According to the decriminalization excerpt below, why does Release consider decriminalization especially important?

__SOURCE EXCERPT__:

◇ ◇ ◇ ◇ ◇ ◇ ◇

Decriminalisation means the removal of criminal sanctions for illegal drug possession. Release sees decriminalisation as being especially important because it means that individuals do not end up with a criminal record.  Release argues that it is the criminal justice approach to drugs that has led to the greatest harms to individuals and to society: it has spawned generations of people isolated from mainstream society as a result of incarceration, issue avoidance, or the stigma attached to drug use.
 
Speaking to a map of the world, Eastwood highlighted the various approaches to decriminalisation in the 21 countries described in the report. She defined two main approaches to decriminalising drug use:
-    de jure, based on legislation that removes the criminal sanctions for possession, or based on a constitutional ruling that criminalising drug possession is contrary to the country’s constitution, or
-    de facto, where drug possession is a criminal offence on the statute book but the police and the prosecution do not enforce the law.

◇ ◇ ◇ ◇ ◇ ◇ ◇

Records:
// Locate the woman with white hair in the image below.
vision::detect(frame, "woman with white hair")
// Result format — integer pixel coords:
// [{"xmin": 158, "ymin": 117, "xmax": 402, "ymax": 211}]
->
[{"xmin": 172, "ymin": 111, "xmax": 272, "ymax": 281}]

◇ ◇ ◇ ◇ ◇ ◇ ◇

__WRITTEN ANSWER__: It means that individuals do not end up with a criminal record.